-- START OF Source passage --
Top 7 Feature Selection Techniques In ML & How To Guides In Python (sklearn)

What is feature selection in machine learning?

Feature selection is a crucial step in machine learning that involves choosing a subset of relevant features (variables or attributes) from the original set of features to improve model performance and reduce the risk of overfitting. Proper feature selection can lead to more efficient models, faster training times, and better generalization.

Top 7 methods and techniques for feature selection

Here are some common methods and techniques for feature selection in machine learning:

1. Filter Methods:

Correlation: Identify and remove highly correlated features, which often provide redundant information. You can use correlation coefficients like Pearson’s or Spearman’s rank correlation.
Information Gain and Mutual Information: Measure the information gained from each feature in relation to the target variable. Features with low information gain can be removed.

2. Wrapper Methods:

Forward Selection: Start with an empty set of features and iteratively add one feature at a time, selecting the one that most improves model performance.
Backward Elimination: Begin with all features and iteratively remove the one with the most negligible impact on model performance.
-- END OF Source passage --
• [Exercise instructions]
a – Reproduce the stretch of the feature selection article from "Top 7 Feature" through "Spearman’s rank correlation.".
b – Write out all of the point-marking entries below word for word, in the same order.
The entries that come after this point have no connection to the feature selection article.
-- START OF Data excerpts --
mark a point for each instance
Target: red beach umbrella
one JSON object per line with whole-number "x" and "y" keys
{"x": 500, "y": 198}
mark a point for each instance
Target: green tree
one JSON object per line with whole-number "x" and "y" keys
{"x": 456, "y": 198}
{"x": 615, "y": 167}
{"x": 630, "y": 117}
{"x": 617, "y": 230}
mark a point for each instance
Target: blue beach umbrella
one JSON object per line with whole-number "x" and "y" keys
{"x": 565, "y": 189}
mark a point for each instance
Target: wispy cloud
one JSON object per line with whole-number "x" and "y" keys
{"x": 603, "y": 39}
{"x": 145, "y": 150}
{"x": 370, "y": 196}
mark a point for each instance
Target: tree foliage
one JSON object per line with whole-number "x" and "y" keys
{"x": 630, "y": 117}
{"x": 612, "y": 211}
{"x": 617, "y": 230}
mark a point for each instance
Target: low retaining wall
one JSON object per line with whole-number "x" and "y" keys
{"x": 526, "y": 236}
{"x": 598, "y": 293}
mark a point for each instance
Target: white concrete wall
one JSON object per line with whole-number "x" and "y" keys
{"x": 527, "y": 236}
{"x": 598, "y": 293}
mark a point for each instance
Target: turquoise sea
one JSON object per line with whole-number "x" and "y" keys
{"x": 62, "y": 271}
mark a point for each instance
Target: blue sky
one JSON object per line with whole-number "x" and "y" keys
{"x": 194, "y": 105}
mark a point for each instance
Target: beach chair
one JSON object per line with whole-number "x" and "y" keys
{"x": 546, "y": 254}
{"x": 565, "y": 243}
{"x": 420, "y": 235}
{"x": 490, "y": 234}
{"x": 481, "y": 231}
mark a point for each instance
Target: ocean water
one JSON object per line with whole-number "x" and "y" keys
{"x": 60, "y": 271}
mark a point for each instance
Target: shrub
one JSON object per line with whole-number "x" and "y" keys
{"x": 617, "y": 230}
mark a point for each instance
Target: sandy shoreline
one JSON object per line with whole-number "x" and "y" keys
-- END OF Data excerpts --
• [Answer list]
a –
Top 7 Feature Selection Techniques In ML & How To Guides In Python (sklearn)

What is feature selection in machine learning?

Feature selection is a crucial step in machine learning that involves choosing a subset of relevant features (variables or attributes) from the original set of features to improve model performance and reduce the risk of overfitting. Proper feature selection can lead to more efficient models, faster training times, and better generalization.

Top 7 methods and techniques for feature selection

Here are some common methods and techniques for feature selection in machine learning:

1. Filter Methods:

Correlation: Identify and remove highly correlated features, which often provide redundant information. You can use correlation coefficients like Pearson’s or Spearman’s rank correlation.

b –
mark a point for each instance
Target: red beach umbrella
one JSON object per line with whole-number "x" and "y" keys
{"x": 500, "y": 198}
mark a point for each instance
Target: green tree
one JSON object per line with whole-number "x" and "y" keys
{"x": 456, "y": 198}
{"x": 615, "y": 167}
{"x": 630, "y": 117}
{"x": 617, "y": 230}
mark a point for each instance
Target: blue beach umbrella
one JSON object per line with whole-number "x" and "y" keys
{"x": 565, "y": 189}
mark a point for each instance
Target: wispy cloud
one JSON object per line with whole-number "x" and "y" keys
{"x": 603, "y": 39}
{"x": 145, "y": 150}
{"x": 370, "y": 196}
mark a point for each instance
Target: tree foliage
one JSON object per line with whole-number "x" and "y" keys
{"x": 630, "y": 117}
{"x": 612, "y": 211}
{"x": 617, "y": 230}
mark a point for each instance
Target: low retaining wall
one JSON object per line with whole-number "x" and "y" keys
{"x": 526, "y": 236}
{"x": 598, "y": 293}
mark a point for each instance
Target: white concrete wall
one JSON object per line with whole-number "x" and "y" keys
{"x": 527, "y": 236}
{"x": 598, "y": 293}
mark a point for each instance
Target: turquoise sea
one JSON object per line with whole-number "x" and "y" keys
{"x": 62, "y": 271}
mark a point for each instance
Target: blue sky
one JSON object per line with whole-number "x" and "y" keys
{"x": 194, "y": 105}
mark a point for each instance
Target: beach chair
one JSON object per line with whole-number "x" and "y" keys
{"x": 546, "y": 254}
{"x": 565, "y": 243}
{"x": 420, "y": 235}
{"x": 490, "y": 234}
{"x": 481, "y": 231}
mark a point for each instance
Target: ocean water
one JSON object per line with whole-number "x" and "y" keys
{"x": 60, "y": 271}
mark a point for each instance
Target: shrub
one JSON object per line with whole-number "x" and "y" keys
{"x": 617, "y": 230}
mark a point for each instance
Target: sandy shoreline
one JSON object per line with whole-number "x" and "y" keys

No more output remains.